● Work instruction
Look for the word "shall" in the entries and copy every line where it shows up.

● Material supplied
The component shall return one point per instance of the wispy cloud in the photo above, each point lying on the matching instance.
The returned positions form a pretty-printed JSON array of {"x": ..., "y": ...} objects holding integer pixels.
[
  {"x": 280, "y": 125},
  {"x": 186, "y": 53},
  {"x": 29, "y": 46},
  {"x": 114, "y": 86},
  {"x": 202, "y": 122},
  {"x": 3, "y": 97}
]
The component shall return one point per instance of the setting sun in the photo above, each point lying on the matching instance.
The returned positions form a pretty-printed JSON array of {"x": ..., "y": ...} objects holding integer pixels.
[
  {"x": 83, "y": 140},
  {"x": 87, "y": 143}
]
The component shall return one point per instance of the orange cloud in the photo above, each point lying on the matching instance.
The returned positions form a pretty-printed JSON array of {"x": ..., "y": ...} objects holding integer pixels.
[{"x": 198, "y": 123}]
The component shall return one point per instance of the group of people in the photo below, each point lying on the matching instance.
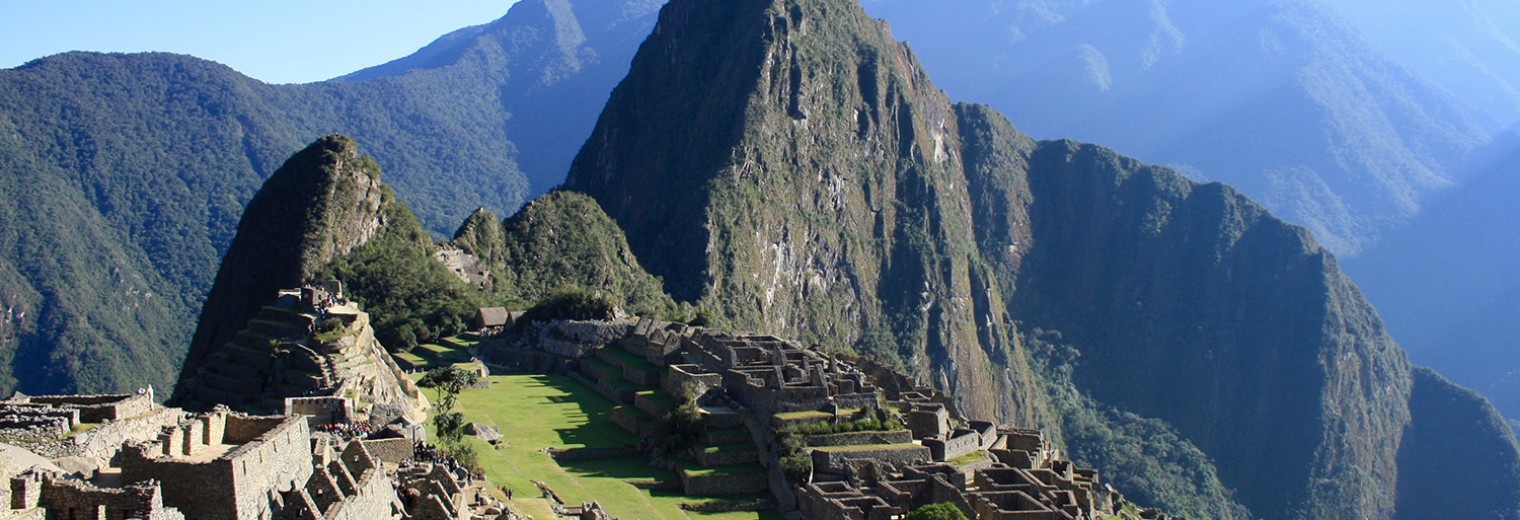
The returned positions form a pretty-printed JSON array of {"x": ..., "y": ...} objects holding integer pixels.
==
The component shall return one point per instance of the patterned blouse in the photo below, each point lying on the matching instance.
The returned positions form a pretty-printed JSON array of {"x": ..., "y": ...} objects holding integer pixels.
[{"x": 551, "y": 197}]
* * *
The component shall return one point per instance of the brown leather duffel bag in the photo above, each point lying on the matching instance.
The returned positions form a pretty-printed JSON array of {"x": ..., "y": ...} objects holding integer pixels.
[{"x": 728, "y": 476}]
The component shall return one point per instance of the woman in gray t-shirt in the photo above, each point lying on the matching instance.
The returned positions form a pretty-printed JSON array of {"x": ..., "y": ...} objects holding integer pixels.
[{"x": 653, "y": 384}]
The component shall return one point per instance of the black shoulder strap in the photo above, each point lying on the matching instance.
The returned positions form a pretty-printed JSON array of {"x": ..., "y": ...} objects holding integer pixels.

● Result
The component shall return one point per instance of the wispy cloud in the photo above, each point lying on the matching instance.
The component shall return one point per instance of the setting sun in the photo above, each point lying on the matching instance.
The component shall return one point per instance of the orange cloud in the photo above, each point lying on the matching instance.
The component shall return one point per instance of the group of people in the photo below, each point lying on the matching instance.
The component shall return one point per instance of the patterned blouse in the photo below, each point lying on the matching instance.
The component shall return one point per instance of the brown leather duffel bag in the photo above, each point lying on the matching instance.
The component shall return one point per instance of the woman in gray t-shirt in the photo above, each point lying on the matching instance.
The component shall return one point per instance of the black shoulder strap in the photo above, each point lying on the matching instance.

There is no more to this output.